- [Given exercise]
Rewrite only the entries from the line containing "man in yellow" through the line containing "the blue jeans", both lines included, keeping the requests as they are. Shift each coordinate in the answers by adding 8 to every number.
-- Start of Supplied data --
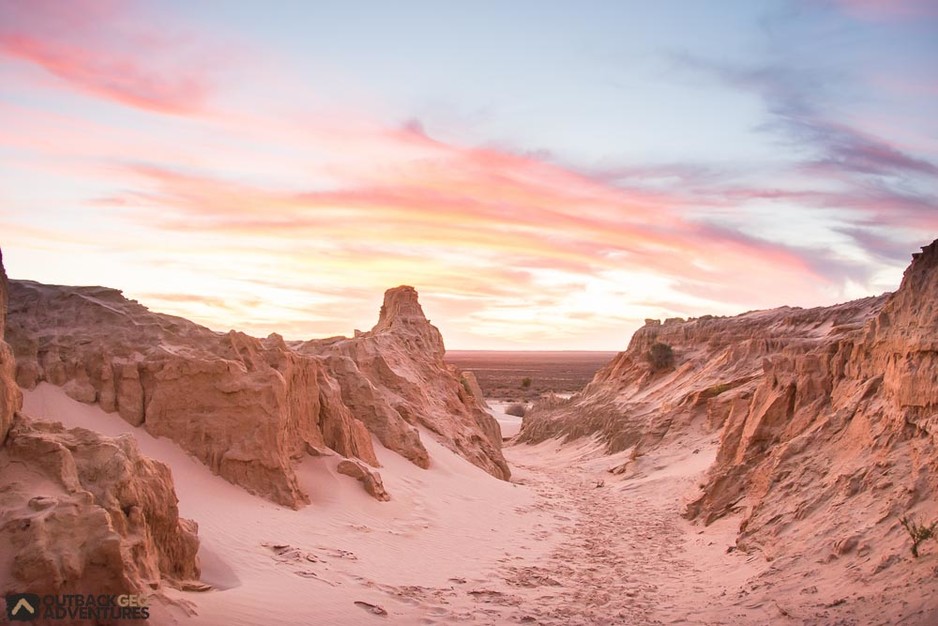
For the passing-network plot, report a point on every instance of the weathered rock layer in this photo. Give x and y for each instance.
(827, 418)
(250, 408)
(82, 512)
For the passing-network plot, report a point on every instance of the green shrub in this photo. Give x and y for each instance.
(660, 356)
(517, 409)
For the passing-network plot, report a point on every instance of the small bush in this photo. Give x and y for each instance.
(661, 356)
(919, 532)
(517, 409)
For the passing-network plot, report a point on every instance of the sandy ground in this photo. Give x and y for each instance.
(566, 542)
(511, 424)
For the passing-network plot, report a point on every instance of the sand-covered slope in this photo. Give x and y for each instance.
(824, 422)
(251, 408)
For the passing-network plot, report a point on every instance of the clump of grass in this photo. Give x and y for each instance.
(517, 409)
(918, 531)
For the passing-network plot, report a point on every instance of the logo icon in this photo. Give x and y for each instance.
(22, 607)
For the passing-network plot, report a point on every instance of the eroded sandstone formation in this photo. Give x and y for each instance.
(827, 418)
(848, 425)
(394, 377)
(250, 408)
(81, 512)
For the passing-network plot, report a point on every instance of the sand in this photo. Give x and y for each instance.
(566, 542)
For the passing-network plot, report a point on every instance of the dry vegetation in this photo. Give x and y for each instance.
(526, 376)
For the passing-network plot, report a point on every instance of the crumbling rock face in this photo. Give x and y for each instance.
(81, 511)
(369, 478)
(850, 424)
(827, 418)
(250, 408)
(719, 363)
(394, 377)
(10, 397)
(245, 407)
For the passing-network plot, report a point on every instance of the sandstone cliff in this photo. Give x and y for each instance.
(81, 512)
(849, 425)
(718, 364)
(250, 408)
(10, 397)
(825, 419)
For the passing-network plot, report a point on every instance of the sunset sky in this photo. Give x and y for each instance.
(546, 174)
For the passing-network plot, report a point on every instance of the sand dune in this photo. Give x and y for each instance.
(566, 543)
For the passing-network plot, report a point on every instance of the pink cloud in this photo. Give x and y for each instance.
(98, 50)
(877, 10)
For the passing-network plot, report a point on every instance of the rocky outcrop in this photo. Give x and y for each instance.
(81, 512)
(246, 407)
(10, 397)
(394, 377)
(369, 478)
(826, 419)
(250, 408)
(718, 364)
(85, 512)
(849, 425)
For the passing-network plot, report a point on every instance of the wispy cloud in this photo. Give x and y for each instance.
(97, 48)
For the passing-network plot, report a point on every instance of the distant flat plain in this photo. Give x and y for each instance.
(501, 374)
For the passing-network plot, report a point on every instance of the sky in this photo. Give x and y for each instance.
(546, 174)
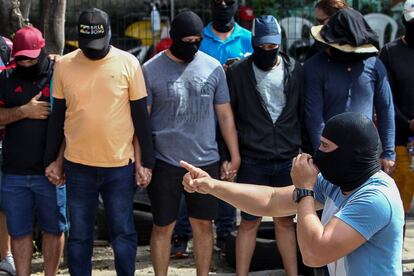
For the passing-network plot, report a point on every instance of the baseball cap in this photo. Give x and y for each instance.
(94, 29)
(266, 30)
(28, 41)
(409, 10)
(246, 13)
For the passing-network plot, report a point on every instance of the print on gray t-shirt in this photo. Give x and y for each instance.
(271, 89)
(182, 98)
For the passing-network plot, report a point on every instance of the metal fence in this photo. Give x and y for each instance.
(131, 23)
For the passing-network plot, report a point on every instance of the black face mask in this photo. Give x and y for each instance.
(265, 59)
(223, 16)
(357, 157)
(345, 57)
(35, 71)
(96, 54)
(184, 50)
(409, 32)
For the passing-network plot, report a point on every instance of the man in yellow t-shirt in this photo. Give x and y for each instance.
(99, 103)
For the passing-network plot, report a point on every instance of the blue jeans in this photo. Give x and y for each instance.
-- End of Supplied data --
-- Start of Supplied data --
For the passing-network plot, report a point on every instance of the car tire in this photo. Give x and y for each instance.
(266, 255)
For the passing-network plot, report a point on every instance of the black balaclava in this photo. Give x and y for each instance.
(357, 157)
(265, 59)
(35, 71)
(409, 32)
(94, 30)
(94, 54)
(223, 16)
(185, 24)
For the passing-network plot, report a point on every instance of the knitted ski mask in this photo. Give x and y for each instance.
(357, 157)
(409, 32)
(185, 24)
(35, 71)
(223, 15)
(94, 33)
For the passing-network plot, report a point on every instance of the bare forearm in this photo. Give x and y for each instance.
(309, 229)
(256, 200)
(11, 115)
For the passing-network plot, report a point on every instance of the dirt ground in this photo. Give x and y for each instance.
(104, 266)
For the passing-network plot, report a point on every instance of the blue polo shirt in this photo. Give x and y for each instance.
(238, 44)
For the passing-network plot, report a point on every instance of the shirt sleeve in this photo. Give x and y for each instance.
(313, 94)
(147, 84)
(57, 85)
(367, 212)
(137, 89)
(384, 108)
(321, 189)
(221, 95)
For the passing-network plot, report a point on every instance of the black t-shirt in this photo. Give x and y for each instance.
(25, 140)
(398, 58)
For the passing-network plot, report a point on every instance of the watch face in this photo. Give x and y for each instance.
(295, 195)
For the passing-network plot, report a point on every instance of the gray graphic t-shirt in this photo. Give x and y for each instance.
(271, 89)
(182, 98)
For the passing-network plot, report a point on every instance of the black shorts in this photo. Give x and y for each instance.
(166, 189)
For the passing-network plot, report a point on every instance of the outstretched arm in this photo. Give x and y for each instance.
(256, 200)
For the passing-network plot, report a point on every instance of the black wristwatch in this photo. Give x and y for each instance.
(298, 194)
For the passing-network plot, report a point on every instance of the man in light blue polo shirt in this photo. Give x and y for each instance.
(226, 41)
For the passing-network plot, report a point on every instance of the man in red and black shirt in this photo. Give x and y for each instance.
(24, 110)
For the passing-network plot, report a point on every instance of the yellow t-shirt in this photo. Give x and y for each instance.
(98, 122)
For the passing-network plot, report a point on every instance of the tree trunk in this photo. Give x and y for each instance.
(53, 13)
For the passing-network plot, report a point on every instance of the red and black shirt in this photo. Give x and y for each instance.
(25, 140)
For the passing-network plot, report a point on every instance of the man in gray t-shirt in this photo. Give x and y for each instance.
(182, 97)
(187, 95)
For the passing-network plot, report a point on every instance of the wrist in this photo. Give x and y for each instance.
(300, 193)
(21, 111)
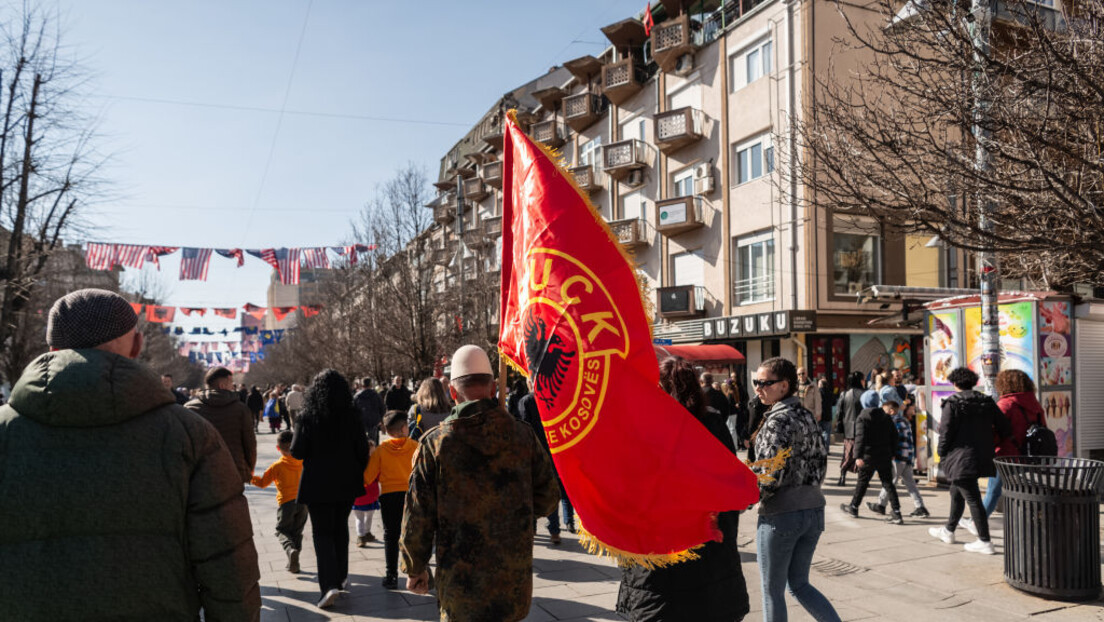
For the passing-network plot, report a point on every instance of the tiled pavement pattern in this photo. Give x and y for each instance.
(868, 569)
-- End of Supplied data --
-- Start of Supplied data --
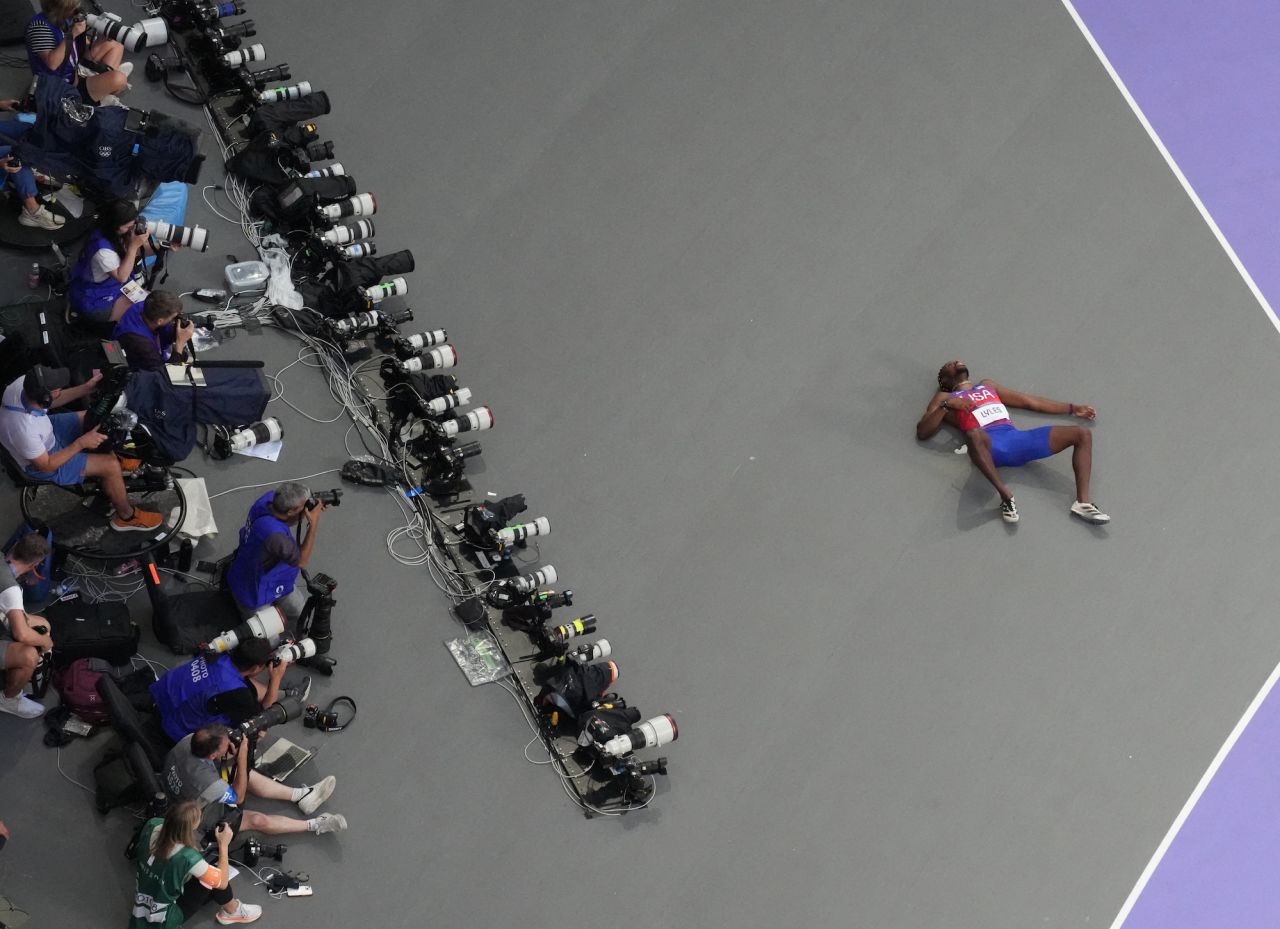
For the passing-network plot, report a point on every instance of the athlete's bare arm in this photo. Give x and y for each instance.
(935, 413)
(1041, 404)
-- End of Supplied data --
- [Exercise solution]
For the passing-network plot, report a point on every instance of the man in yellow t-shirt in this photo. Give x and y for each instance.
(107, 111)
For the passing-network plot, report a point on every instance of the blue jeans in this photo. Give x and y for each instance.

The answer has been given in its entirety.